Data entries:
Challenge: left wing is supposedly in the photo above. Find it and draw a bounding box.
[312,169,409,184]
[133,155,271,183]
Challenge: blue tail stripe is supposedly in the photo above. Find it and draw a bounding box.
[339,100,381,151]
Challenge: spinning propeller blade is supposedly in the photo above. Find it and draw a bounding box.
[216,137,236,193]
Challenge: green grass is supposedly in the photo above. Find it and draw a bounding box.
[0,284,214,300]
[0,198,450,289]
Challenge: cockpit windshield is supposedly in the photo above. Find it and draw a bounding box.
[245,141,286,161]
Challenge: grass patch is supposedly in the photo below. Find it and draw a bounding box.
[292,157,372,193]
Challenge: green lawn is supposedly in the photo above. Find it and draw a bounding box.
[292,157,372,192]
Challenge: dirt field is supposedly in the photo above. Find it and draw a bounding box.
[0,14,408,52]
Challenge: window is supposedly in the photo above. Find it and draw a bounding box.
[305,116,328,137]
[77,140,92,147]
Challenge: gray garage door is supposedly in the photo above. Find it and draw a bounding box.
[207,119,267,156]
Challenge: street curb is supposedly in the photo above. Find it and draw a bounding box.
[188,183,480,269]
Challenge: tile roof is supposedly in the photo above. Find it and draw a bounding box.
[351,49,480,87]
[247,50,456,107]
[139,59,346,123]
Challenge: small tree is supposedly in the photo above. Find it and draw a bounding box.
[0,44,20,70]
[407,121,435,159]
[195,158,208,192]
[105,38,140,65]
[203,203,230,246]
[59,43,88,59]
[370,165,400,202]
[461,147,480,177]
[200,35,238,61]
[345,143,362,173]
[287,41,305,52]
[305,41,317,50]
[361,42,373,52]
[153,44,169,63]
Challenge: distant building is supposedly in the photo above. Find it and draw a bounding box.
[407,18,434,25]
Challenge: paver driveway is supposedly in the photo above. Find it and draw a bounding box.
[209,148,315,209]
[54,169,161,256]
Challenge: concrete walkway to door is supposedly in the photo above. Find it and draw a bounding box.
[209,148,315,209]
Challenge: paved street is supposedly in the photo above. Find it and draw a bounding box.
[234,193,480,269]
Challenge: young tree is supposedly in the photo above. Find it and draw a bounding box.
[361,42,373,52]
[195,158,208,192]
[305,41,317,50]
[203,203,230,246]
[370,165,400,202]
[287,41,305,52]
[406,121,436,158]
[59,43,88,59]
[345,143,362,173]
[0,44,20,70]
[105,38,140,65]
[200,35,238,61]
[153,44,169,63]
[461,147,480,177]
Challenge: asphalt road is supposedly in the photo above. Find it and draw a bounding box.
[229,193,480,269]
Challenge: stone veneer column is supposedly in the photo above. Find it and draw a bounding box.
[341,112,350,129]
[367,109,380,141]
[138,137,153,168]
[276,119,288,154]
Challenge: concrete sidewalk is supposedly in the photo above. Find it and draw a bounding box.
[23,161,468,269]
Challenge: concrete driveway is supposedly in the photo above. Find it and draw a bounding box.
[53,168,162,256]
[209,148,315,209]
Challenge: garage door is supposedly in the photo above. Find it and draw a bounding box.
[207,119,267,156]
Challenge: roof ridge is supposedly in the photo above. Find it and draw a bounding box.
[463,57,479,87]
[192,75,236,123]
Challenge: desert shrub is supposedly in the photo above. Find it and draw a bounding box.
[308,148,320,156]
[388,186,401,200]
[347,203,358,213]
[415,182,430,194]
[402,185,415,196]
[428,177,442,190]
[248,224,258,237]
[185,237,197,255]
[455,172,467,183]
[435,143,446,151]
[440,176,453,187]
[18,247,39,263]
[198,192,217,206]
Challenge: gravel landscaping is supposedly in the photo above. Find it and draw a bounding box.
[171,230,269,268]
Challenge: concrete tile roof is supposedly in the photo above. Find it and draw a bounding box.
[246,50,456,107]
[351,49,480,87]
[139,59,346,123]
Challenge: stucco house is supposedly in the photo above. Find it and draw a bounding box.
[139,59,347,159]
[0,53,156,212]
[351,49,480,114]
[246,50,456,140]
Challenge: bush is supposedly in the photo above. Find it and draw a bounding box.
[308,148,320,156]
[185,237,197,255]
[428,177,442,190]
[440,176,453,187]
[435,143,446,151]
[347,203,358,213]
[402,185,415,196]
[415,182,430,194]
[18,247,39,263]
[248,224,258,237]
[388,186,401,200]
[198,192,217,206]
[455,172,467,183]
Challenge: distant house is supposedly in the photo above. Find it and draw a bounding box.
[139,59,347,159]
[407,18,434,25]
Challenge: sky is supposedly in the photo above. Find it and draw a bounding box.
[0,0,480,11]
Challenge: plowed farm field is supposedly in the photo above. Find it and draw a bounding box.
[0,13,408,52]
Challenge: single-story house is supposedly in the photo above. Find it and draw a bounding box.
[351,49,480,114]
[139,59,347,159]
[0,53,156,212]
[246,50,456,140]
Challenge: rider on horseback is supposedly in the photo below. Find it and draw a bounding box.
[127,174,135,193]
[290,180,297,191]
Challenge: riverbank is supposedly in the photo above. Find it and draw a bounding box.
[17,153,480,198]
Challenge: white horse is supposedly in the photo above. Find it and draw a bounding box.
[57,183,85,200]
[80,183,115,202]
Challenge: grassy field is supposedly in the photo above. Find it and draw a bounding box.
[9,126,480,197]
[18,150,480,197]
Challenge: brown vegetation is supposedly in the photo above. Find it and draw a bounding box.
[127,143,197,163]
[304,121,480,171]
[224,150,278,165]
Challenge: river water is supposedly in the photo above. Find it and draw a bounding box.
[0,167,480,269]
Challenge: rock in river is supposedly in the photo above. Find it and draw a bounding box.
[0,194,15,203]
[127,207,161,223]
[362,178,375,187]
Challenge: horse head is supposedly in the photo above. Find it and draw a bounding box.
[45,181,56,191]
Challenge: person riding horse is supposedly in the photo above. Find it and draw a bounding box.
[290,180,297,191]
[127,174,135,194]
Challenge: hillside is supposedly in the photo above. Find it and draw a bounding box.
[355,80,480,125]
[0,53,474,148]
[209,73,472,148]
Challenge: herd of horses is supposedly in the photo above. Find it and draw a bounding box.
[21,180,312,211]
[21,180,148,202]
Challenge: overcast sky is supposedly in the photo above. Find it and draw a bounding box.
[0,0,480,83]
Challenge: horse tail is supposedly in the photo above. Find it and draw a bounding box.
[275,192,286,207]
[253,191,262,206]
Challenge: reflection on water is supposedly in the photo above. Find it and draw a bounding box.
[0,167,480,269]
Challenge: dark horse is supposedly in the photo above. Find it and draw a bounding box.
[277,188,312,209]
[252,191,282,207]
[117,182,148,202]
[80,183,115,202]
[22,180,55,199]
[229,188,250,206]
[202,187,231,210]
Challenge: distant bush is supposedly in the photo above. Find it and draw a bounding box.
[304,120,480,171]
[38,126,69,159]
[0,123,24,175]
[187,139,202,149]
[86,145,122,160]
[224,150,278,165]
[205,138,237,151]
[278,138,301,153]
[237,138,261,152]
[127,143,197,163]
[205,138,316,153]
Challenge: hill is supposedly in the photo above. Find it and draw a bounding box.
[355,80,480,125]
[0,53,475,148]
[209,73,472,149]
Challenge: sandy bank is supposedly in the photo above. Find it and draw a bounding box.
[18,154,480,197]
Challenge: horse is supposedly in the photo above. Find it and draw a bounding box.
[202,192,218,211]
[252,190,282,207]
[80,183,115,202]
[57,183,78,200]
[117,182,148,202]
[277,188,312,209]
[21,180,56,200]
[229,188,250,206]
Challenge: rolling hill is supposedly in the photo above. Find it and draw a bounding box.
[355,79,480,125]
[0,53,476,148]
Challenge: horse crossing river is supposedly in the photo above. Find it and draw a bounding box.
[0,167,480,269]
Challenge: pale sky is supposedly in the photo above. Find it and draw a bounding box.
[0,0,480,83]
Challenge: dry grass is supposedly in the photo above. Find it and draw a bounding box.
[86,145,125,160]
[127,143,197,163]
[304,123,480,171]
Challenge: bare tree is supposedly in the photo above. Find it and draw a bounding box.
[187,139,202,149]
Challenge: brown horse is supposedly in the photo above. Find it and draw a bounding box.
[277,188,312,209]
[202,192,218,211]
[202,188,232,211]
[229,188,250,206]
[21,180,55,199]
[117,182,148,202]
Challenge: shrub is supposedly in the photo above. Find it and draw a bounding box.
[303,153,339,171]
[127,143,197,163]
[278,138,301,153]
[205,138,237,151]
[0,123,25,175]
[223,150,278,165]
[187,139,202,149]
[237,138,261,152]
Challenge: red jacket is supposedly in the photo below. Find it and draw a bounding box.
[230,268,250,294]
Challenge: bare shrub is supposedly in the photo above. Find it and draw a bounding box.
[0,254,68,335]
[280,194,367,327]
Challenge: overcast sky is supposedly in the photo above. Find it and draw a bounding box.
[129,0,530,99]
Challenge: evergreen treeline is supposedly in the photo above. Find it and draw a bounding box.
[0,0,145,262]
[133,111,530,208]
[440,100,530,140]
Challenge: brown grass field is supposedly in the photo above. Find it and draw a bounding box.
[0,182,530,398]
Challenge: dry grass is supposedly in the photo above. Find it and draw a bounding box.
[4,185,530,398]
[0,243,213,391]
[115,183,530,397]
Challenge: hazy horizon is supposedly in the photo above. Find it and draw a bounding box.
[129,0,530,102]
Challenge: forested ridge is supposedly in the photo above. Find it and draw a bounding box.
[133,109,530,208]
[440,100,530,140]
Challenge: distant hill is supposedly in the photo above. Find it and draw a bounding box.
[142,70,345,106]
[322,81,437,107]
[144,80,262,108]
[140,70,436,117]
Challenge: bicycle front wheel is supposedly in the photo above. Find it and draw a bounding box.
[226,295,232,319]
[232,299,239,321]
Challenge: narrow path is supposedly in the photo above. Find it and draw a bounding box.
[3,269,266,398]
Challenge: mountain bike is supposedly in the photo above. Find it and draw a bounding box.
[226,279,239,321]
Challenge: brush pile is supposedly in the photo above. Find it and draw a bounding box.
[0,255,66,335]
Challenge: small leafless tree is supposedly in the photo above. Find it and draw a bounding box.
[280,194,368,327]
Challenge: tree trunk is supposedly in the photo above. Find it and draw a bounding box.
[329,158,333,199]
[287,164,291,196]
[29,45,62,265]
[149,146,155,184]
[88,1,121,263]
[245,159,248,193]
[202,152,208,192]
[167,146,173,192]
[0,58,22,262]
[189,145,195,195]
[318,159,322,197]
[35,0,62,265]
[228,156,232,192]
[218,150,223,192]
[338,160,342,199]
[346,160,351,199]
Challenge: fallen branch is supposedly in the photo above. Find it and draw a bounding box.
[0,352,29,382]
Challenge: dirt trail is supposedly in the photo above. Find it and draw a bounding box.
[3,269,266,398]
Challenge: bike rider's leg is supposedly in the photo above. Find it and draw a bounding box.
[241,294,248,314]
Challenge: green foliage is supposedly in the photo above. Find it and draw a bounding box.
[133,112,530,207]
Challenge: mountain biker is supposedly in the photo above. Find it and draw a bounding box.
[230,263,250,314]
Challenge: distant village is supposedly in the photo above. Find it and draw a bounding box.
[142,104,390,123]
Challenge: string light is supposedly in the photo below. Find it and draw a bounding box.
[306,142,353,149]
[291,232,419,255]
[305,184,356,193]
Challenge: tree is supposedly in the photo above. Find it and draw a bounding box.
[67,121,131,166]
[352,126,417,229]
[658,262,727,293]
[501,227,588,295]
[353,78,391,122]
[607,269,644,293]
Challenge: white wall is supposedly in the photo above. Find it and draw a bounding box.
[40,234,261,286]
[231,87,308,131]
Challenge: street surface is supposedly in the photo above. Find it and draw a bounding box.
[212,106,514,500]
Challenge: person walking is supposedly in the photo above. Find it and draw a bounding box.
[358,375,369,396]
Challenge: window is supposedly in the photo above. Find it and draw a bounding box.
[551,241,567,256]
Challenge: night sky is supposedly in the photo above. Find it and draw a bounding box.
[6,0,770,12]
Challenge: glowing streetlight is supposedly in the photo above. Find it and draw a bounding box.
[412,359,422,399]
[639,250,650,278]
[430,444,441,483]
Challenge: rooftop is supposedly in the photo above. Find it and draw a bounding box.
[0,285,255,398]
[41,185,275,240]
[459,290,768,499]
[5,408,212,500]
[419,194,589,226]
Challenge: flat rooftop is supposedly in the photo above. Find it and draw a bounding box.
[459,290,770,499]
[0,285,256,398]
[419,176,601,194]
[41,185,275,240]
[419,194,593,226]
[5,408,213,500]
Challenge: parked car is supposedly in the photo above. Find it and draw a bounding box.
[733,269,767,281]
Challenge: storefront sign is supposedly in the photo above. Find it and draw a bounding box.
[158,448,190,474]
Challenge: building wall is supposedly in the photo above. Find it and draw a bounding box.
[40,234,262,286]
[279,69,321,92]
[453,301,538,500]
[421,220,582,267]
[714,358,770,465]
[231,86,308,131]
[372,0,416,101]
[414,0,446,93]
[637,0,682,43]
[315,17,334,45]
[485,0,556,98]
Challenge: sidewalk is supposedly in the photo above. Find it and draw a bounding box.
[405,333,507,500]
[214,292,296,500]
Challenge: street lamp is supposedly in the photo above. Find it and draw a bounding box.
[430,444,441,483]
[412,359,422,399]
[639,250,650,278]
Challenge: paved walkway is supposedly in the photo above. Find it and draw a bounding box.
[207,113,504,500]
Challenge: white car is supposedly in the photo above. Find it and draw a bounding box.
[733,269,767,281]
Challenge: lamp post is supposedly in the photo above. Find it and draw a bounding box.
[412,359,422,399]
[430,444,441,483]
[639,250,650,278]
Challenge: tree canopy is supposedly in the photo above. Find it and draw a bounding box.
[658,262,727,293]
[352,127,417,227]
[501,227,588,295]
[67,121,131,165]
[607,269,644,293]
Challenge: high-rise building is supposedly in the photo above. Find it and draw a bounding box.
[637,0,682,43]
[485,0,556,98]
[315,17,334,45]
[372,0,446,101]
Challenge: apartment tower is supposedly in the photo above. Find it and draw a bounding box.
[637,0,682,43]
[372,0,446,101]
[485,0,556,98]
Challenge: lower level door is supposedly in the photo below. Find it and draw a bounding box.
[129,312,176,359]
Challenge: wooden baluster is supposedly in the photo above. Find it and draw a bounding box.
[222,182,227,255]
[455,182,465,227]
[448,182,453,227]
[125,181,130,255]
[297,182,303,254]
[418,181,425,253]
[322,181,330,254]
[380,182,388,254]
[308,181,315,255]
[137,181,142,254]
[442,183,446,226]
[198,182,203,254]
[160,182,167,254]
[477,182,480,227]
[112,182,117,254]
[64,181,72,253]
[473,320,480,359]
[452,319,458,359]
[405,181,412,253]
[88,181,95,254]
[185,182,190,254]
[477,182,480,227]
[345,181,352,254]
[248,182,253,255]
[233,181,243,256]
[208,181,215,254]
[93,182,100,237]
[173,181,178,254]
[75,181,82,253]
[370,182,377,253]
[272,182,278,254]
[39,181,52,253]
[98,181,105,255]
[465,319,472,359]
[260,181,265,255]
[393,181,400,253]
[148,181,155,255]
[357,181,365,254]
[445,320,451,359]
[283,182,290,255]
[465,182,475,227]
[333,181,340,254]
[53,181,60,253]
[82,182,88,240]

▶ [Exercise aim]: Repeat the entries from the line with "Challenge: rider on" up to and including the line with "[205,138,316,153]", swapping "overcast sky" for "cloudy sky" and keeping everything else the same.

▶ [Written answer]:
Challenge: rider on horseback is supposedly in the photo below. Find it and draw a bounding box.
[127,174,135,193]
[290,180,297,191]
Challenge: riverbank is supposedly in the photo above. Find it and draw a bounding box.
[17,153,480,198]
Challenge: white horse is supposedly in the photo above. Find it and draw a bounding box.
[57,183,85,200]
[80,183,115,202]
Challenge: grassy field is supposedly in the photo above. Find it and draw a bounding box.
[9,126,480,197]
[18,150,480,197]
Challenge: brown vegetation is supposedly in the photo above. Find it and draw a bounding box.
[127,143,197,163]
[304,121,480,171]
[224,150,278,165]
Challenge: river water is supposedly in the photo above. Find it and draw a bounding box.
[0,167,480,269]
Challenge: rock in river is supposedly in the photo above. Find it and draw a bounding box.
[0,194,15,203]
[127,207,161,223]
[362,178,375,187]
Challenge: horse head is supposedly in the photo above. Find it and draw a bounding box.
[45,181,56,191]
Challenge: person riding horse is supposedly in the photo above. Find it and draw a bounding box.
[290,180,297,191]
[127,174,135,194]
Challenge: hillside is supposedly in the photo above. Find it and draw a bounding box.
[355,80,480,125]
[0,53,474,148]
[209,73,472,148]
Challenge: herd of horses is supposedly in the photo above. Find it and draw a bounding box.
[21,180,312,211]
[21,180,148,202]
Challenge: cloudy sky is supposedly in the photo above. Find it and draw a bounding box.
[0,0,480,83]
Challenge: horse tail is supposedly in the photo above. Find it and draw a bounding box.
[275,192,286,207]
[253,191,262,206]
Challenge: reflection on water is supposedly in the photo above. Find it and draw a bounding box.
[0,167,480,269]
Challenge: dark horse is supposedly in the photo above. Find it and draw a bounding box.
[277,188,312,209]
[252,191,282,207]
[117,182,148,202]
[80,183,115,202]
[22,180,55,199]
[229,188,250,206]
[202,187,231,210]
Challenge: distant bush is supposedly in the photo above. Find it and draw a bounding box.
[304,120,480,171]
[38,126,69,159]
[0,123,24,175]
[187,139,202,149]
[86,145,122,160]
[224,150,278,165]
[205,138,237,151]
[278,138,301,153]
[237,138,261,152]
[127,143,197,163]
[205,138,316,153]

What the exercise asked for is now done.